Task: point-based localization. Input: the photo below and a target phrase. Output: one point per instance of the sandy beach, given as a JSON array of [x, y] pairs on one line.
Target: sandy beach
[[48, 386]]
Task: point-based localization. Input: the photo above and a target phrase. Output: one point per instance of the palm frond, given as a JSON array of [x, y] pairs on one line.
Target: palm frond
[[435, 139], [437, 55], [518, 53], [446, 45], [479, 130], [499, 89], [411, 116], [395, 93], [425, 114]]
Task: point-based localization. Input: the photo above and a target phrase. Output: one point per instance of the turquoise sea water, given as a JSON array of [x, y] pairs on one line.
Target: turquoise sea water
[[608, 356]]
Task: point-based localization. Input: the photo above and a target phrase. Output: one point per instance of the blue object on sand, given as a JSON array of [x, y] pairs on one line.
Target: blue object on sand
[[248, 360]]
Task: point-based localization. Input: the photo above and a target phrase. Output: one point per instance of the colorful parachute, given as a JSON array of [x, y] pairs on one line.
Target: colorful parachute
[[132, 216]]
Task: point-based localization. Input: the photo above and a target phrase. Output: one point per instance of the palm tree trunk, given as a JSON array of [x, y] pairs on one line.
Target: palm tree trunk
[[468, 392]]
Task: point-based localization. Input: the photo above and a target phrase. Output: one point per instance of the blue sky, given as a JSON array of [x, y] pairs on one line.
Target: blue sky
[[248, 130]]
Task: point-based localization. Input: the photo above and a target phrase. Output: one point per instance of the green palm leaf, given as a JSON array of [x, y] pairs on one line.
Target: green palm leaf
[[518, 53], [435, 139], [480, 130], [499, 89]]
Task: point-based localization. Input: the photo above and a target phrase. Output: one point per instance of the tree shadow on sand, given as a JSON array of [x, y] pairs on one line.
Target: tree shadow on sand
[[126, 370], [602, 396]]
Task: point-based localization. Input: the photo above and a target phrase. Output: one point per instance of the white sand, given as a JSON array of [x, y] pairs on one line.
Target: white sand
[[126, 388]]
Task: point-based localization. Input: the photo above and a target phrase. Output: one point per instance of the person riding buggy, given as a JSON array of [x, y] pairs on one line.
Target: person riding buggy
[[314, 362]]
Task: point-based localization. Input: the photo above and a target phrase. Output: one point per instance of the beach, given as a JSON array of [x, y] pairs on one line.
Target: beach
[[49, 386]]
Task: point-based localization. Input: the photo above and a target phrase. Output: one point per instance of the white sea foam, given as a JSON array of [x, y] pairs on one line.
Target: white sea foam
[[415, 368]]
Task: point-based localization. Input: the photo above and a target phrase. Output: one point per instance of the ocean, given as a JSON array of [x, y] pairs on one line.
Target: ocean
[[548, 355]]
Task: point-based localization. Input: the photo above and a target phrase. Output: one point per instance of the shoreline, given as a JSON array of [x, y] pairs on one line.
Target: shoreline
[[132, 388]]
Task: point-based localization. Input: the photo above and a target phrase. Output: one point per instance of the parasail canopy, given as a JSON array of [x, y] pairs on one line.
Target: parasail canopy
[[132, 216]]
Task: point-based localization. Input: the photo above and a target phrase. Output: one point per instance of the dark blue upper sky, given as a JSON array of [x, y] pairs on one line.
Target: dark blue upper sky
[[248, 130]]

========

**What you should do:** Render the stretch from the line containing "of the dark" through the end of the listing as a JSON list of strings, one string per line, with blank lines omitted.

**Output for this task:**
[
  "Task: point-based localization. Input: the photo above and a target phrase. Output: one point per instance of the dark blue upper sky, given as a JSON array of [x, y] pairs on one line.",
  "Target: dark blue upper sky",
  "[[248, 130]]"
]